* Article:
Prior to the Findhorn Foundation in 1972 there was a Findhorn Trust as more people joined Eileen Caddy, Peter Caddy and Dorothy Maclean, who had arrived at the Caravan Park at Findhorn Bay on 17 November 1962. The founders never expected to stay, the emerging 'community' was an accidental offshoot of their committed dedication to God. The Findhorn Foundation and surrounding Findhorn Ecovillage community at The Park, Findhorn, a village in Moray, Scotland, and at Cluny Hill in Forres, is now home to more than 400 people.[1] The Findhorn Foundation and the surrounding community have no formal doctrine or creed. The Foundation offers a range of workshops, programmes and events in the environment of a working ecovillage. The programmes are intended to give participants practical experience of how to apply spiritual values in daily life. Approximately 3000 residential participants from around the world take part in programmes each year.

Findhorn Ecovillage has been awarded UN Habitat Best Practice designation from the United Nations Centre for Human Settlements (HABITAT), and regularly holds seminars of 'CIFAL Findhorn', a United Nations Institute for Training and Research (UNITAR), affiliated training centre for Northern Europe.[4][5]

The founders; early history[edit]

Findhorn attracts cultural and artistic events, such as Mike Scott and The Waterboys, shown here playing a concert at Universal Hall in 2004.

* Challenges:
A. List the people the Findhorn Foundation text says arrived at the Caravan Park at Findhorn Bay on 17 November 1962.
B. According to the Findhorn Foundation text, how many residential participants take part in programs each year?
The rows that follow come from a separate source.

* Dataset excerpt:
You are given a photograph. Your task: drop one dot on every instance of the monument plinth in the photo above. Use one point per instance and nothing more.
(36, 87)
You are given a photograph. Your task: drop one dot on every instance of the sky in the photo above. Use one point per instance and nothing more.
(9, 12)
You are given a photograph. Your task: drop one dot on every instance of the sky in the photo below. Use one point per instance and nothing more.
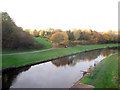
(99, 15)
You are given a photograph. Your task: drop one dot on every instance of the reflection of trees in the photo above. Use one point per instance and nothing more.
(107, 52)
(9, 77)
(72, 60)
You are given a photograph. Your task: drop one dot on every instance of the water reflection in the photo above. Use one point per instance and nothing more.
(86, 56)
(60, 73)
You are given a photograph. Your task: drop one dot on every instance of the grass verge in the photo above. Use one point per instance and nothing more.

* * *

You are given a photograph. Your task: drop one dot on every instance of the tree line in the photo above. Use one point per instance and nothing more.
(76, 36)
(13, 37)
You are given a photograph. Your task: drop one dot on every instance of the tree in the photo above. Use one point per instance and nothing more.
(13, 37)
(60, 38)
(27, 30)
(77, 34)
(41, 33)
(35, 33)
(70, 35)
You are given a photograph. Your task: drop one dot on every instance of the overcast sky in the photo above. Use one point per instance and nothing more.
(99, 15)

* Solutions below:
A. Eileen Caddy, Peter Caddy, Dorothy Maclean

B. Approximately 3000